## Your objective
Taking the line with "Phrase: cormorant head" as the start, reproduce every line until the records end, exactly and with nothing added.

[Records contained in a dataset]

- Opening Delimiter -

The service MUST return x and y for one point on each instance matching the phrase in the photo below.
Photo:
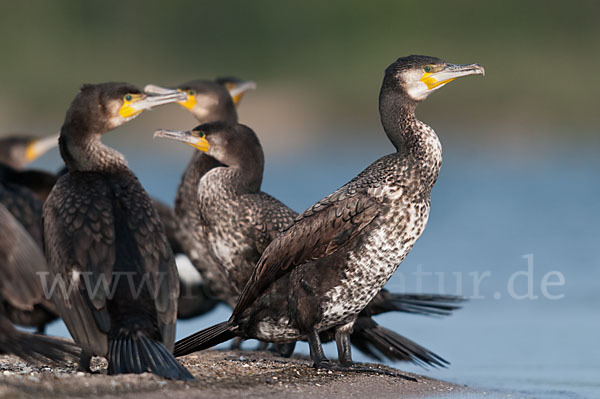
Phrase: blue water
(493, 216)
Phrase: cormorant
(22, 298)
(18, 151)
(324, 269)
(35, 348)
(104, 239)
(238, 221)
(208, 101)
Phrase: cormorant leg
(262, 346)
(84, 362)
(237, 343)
(284, 350)
(342, 340)
(316, 351)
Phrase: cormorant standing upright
(104, 239)
(324, 269)
(208, 101)
(35, 348)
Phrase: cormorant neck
(83, 151)
(239, 179)
(412, 138)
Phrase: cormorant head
(210, 101)
(19, 150)
(417, 76)
(232, 144)
(99, 108)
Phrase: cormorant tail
(205, 339)
(378, 342)
(135, 353)
(423, 304)
(40, 349)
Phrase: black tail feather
(134, 353)
(423, 304)
(205, 339)
(378, 342)
(40, 349)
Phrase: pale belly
(371, 265)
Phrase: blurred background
(520, 172)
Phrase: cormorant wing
(81, 220)
(21, 262)
(22, 203)
(319, 231)
(80, 248)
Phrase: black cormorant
(18, 151)
(322, 271)
(238, 221)
(22, 299)
(208, 101)
(104, 239)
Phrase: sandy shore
(218, 375)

- Closing Delimiter -

## Reply
Phrase: cormorant head
(210, 101)
(19, 150)
(417, 76)
(232, 144)
(99, 108)
Phrase: cormorant tail
(205, 339)
(378, 342)
(135, 353)
(423, 304)
(40, 349)
Phrase: black tail feather
(134, 353)
(423, 304)
(205, 339)
(378, 342)
(40, 349)
Phrase: pale belly
(371, 265)
Phrase: blurred background
(520, 172)
Phrase: cormorant wing
(81, 220)
(21, 262)
(22, 203)
(319, 231)
(80, 248)
Phrase: black cormorant
(18, 151)
(322, 271)
(238, 221)
(22, 299)
(208, 101)
(104, 239)
Phrase: sandy shore
(218, 375)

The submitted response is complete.